## REQUIREMENT A:
Pick out each line of the rows below that contains the string "stem", and copy those lines.

## EXCERPT:
--------

If the dam is so dangerous for Uzbekistan’s security interests and its Tajik counterpart has made so few concessions, then the mystery of the motivations behind such move stays whole.
The Dam as a Flagbearer for the Security Apparatus
With the onset of independence in Central Asia, the region’s fragile balance on water allocation collapsed with the implementation of international borders between the newly independent republics. The region found itself with two different patterns for its newly independent states. Either they were upstream and controlled water access or downstream and controlled fossil fuel reserves.[xvi] Both of them are essential for the other as water is not only an essential need of every human but also in high demand in the downstream countries’ cotton fields.[xvii] Karimov, in a manner typical of the foreign relations he would engage in during the next few decades, addressed the situation by taking control of the dams at Uzbekistan’s border, in contradiction with international laws.[xviii] One had to wait for the rise of Mirziyoyev for agreements to be made in which the upstream republics regain control of their infrastructure in exchange for highly favorable rates for Uzbekistan on their outputs.[i]
Concerning the construction of new dams, the Karimov regime was vehemently opposed to any new project, perceiving them as a threat to the agricultural output of the country.[ii] He even went so far as to hint his willingness to declare war on Tajikistan if they were to go forward with its dam projects, including Rogun.[iii] These behaviors go against conventional wisdom, which argues that military conflicts over water are unlikely as the resource is considered “too important to fight over.”[iv] This is also where the security apparatus of Uzbekistan managed to gain some power. Covert operations have been taking place along commercial routes in Uzbekistan. We do not know for sure who engaged in those activities, and the Uzbek government blames unidentified terrorist groups.[v] Nevertheless, the convenience of such actions, since the destroyed railroad was the only one capable to bring construction materials to Rogun,[vi] has led the Tajik authorities, as well as observers, to suggest the implication of the Uzbek intelligence services.[vii]
Such concessions mean that Uzbekistan is handing over part of its security guarantees to Tajikistan, a former rival. Such a trust bond between states is not particularly rare. Tajikistan itself used the Russian military for most of its internal security for years.[viii] However, such arrangements make more sense if done between two long-time allies, which is not the case with the countries involved with the Rogun dam.
The Downfall of Old Centers of Power
Under Karimov, two ministries were the epicenter of power within Uzbekistan: economy and security.[ix] As seen earlier, the dam was a staple of Uzbek security concerns, and the resolution of the conflict is a serious blow to the power of the Davlat Xavfsizlik Xizmati (DXX), the intelligence agency. Such conflict could make a severe dent in the power of former DXX, then named Milliy Xavfsizlik Xizmati (MXX), director Rustam Inoyatov and his allies in those departments. Meanwhile, by opening the Uzbek market to foreign actors, Mirziyoyev most probably endangered the interest of the economic elite who owes their power to Rustam Azimov. Azimov, the longtime finance minister, gained significant power with his clan ties in both Tashkent and the Fergana. Furthermore, while he was leading the federal bank, his control over investments allowed him to developed his own patronage network.[x] The replacements of Inoyatov, as well as Azimov, who were once qualified by analysts as triumvirs with Mirziyoyev,[xi] matches what is expected during coalition reshuffling.

--------

## REQUIREMENT B:
Extract verbatim the passage of the Rogun dam excerpt above, starting at "If the dam is" and ending at "move stays whole.".

Location identification items:
--------

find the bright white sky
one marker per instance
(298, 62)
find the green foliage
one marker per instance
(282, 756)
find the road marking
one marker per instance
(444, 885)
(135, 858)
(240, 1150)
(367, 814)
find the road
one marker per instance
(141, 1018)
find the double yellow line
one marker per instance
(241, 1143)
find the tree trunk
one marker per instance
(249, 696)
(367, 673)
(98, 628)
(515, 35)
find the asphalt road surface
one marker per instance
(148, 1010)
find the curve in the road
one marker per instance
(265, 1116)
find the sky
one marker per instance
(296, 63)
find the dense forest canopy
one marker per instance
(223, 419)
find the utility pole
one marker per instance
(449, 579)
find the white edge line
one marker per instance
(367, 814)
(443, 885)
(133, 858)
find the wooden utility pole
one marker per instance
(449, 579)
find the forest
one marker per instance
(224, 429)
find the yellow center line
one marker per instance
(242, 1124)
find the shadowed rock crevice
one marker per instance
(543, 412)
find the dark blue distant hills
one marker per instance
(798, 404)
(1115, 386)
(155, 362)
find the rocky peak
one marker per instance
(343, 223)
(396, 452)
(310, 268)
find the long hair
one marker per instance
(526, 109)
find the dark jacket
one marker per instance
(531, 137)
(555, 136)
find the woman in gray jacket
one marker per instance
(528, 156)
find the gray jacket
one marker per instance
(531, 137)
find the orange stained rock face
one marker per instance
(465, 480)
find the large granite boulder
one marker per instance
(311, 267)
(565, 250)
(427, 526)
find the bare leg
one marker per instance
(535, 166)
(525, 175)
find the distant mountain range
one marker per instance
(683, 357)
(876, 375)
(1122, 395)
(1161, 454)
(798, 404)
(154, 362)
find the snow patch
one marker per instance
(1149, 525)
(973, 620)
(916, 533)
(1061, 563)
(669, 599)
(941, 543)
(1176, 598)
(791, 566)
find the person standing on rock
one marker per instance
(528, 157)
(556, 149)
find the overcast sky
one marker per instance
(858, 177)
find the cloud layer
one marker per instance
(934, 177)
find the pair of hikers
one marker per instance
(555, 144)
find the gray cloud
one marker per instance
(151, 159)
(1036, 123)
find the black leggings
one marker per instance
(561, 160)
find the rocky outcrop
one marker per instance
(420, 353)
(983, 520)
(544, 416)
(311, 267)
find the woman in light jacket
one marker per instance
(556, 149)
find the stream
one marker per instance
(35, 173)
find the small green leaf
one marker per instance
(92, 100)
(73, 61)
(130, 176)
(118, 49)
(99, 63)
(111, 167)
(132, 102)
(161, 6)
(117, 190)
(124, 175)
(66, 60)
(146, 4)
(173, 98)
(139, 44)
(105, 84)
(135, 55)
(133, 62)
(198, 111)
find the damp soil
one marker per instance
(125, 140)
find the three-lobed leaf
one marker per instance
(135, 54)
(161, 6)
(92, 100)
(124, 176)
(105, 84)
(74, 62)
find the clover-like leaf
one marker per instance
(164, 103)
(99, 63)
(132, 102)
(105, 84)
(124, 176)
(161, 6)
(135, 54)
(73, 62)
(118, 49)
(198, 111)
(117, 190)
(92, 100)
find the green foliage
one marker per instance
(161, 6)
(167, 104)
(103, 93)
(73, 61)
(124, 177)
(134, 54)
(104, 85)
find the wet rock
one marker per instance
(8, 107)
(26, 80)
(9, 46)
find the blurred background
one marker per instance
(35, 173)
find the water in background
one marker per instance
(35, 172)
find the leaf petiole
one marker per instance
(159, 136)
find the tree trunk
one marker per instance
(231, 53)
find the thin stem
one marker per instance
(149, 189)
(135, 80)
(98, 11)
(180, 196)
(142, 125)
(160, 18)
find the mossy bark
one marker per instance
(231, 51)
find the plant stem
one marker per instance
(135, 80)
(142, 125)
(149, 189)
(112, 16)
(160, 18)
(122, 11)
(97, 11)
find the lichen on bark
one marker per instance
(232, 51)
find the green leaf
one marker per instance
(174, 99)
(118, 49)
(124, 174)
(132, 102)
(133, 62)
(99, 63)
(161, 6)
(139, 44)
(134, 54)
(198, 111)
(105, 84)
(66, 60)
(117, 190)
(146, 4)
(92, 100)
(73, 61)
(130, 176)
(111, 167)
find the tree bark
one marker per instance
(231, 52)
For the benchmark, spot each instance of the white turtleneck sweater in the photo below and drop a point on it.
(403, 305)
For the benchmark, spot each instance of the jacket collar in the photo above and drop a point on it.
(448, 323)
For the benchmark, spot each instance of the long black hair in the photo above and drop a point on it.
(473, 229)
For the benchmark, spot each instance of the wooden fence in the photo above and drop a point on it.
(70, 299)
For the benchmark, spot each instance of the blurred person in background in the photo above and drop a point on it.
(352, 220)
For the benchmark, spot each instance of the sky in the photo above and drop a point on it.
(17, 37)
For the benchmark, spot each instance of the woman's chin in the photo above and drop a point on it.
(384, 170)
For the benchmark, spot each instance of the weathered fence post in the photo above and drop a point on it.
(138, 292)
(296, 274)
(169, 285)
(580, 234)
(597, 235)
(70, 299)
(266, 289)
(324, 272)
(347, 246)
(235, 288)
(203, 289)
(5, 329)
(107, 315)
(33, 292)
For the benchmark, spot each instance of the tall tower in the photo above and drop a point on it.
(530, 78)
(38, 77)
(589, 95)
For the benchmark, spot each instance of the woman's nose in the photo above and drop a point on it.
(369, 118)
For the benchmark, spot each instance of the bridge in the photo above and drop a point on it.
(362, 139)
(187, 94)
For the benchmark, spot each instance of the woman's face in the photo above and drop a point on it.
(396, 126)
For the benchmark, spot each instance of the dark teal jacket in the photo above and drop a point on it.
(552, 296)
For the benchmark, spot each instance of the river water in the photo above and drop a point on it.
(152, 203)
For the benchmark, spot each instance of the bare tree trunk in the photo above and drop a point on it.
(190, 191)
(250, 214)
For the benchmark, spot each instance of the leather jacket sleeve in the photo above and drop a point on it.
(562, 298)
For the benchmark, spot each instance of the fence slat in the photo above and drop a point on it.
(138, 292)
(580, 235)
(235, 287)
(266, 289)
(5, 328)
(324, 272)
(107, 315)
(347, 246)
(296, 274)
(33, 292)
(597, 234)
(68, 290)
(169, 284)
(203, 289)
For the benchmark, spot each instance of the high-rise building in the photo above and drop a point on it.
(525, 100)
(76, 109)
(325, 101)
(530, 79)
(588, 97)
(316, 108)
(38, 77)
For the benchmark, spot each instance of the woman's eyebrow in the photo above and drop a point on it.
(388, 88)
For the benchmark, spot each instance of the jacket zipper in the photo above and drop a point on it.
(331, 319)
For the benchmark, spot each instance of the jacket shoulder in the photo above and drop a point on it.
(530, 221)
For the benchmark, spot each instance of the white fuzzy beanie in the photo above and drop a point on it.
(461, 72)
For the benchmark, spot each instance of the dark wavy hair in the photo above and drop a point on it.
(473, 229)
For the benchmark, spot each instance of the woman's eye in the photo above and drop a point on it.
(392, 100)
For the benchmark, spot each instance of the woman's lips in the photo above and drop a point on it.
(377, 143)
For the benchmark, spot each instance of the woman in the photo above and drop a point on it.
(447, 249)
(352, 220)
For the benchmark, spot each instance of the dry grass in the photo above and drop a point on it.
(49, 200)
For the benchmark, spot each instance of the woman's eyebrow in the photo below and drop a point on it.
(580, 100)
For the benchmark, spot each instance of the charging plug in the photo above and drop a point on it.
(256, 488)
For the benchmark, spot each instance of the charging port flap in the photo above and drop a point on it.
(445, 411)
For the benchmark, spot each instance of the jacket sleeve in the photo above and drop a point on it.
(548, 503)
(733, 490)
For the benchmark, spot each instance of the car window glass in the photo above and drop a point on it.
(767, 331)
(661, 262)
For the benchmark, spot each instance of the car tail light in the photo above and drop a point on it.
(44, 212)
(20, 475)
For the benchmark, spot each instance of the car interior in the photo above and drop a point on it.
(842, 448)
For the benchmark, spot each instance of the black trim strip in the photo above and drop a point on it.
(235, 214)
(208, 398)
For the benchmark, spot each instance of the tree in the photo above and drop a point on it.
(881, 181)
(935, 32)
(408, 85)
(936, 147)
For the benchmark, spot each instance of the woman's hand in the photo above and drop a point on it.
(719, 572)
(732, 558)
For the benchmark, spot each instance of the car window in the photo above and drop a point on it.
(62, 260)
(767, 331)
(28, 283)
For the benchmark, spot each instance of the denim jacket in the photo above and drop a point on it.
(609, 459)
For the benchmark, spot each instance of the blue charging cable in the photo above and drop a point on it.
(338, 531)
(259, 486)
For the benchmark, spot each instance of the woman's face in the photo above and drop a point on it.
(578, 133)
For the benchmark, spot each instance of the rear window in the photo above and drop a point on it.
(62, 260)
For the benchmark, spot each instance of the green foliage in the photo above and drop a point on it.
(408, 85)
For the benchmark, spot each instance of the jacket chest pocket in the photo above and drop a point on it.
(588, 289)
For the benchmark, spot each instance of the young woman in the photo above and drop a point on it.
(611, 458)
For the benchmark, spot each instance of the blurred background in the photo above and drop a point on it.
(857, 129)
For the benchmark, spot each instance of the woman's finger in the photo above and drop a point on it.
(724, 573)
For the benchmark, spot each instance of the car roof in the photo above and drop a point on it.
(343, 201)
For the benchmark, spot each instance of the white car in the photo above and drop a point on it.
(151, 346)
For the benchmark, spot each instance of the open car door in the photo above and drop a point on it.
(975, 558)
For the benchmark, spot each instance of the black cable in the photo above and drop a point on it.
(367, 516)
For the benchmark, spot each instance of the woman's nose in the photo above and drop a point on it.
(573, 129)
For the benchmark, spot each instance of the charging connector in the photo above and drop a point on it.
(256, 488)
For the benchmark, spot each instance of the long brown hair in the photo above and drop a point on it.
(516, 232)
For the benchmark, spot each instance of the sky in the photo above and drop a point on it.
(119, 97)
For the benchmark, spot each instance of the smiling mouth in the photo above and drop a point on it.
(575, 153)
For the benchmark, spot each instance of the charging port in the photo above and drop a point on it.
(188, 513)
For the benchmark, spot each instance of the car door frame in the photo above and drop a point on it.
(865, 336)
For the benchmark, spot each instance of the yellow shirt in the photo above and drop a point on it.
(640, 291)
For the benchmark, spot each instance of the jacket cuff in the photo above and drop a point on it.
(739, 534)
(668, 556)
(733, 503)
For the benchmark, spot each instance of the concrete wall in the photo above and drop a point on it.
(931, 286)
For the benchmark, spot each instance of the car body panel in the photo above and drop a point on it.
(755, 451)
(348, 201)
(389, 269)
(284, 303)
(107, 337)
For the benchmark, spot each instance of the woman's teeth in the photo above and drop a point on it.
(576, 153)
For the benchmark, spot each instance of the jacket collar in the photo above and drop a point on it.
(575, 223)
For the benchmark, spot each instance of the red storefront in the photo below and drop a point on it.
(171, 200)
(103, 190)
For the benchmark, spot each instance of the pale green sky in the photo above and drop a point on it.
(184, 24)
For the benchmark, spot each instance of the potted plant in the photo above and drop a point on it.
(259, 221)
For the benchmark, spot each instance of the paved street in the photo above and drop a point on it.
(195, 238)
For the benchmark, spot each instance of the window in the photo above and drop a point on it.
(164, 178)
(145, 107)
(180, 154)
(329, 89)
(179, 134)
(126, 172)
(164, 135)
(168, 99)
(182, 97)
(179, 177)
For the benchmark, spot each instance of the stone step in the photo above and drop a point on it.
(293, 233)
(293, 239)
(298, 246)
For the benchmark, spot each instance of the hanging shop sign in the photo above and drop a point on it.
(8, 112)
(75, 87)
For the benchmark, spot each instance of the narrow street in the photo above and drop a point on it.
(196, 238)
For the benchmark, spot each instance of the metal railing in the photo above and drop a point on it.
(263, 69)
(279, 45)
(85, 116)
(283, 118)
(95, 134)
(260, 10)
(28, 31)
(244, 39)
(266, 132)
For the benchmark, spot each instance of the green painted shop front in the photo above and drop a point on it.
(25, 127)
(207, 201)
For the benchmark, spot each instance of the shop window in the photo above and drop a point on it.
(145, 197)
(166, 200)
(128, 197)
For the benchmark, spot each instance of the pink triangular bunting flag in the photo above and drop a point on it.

--------

## WRITTEN REPLY A:
find the thin stem
find the plant stem

## WRITTEN REPLY B:
If the dam is so dangerous for Uzbekistan’s security interests and its Tajik counterpart has made so few concessions, then the mystery of the motivations behind such move stays whole.